* Instructions for the task *
Count the lines in the listing below that contain the word "mountain". Reply with the number alone.
*** Dataset extract
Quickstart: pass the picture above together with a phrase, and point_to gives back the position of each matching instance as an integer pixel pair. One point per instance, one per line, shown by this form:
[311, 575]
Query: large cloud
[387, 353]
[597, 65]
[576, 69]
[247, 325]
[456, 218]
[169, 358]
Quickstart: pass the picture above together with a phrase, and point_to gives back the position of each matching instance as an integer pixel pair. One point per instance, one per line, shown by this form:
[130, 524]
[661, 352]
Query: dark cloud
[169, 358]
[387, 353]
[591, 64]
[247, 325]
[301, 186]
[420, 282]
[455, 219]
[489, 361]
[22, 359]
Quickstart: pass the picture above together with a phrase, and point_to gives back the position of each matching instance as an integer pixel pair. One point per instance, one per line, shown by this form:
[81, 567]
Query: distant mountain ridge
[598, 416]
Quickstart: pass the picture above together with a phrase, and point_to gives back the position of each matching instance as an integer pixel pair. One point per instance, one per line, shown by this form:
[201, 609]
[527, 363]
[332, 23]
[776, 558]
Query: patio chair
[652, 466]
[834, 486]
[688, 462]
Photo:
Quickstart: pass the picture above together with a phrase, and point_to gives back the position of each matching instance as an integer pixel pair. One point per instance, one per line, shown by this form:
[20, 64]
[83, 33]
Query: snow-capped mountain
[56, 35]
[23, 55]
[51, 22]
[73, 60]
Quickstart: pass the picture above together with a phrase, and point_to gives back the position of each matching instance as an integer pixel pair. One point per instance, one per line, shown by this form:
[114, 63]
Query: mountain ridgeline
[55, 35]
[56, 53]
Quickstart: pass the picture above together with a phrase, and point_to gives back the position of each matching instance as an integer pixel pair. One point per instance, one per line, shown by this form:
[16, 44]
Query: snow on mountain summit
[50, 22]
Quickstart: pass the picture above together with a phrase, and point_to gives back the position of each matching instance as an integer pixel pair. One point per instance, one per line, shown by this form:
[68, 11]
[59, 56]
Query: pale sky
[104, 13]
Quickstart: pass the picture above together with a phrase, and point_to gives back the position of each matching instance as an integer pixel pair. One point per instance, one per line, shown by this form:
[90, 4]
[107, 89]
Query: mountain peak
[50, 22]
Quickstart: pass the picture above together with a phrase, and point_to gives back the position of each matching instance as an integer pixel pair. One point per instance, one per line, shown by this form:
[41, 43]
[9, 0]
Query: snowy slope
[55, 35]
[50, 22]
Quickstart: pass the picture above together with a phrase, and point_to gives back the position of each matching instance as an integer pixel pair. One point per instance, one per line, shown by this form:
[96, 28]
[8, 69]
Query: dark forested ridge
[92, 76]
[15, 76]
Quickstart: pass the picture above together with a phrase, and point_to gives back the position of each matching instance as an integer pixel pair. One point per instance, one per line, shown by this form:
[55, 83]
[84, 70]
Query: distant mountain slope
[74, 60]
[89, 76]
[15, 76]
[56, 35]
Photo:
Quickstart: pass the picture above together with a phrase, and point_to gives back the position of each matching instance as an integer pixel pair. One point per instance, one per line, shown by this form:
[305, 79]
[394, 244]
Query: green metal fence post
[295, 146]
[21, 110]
******
* Exercise answer *
6